● Task requirements:
Below are records. Count every line containing the word "each" and give the number alone.

====== Available data ======

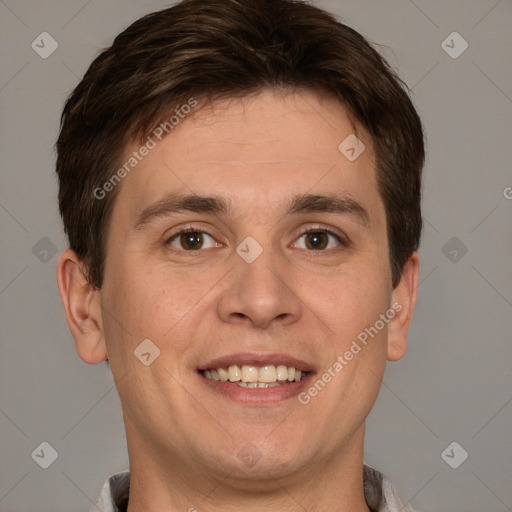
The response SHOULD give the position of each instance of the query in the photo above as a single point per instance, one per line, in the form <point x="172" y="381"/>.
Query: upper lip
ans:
<point x="257" y="359"/>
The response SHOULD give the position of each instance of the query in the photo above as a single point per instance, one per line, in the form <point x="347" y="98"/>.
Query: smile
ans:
<point x="251" y="376"/>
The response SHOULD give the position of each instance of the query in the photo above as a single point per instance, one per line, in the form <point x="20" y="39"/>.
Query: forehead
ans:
<point x="256" y="151"/>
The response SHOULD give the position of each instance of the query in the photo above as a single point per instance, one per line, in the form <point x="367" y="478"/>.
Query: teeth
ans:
<point x="256" y="377"/>
<point x="268" y="374"/>
<point x="234" y="373"/>
<point x="249" y="373"/>
<point x="282" y="372"/>
<point x="223" y="374"/>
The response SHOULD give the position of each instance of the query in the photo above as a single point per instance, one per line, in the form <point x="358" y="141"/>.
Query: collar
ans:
<point x="379" y="492"/>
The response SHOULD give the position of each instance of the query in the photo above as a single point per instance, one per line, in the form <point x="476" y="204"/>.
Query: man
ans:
<point x="240" y="185"/>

======

● Answer to this exercise:
6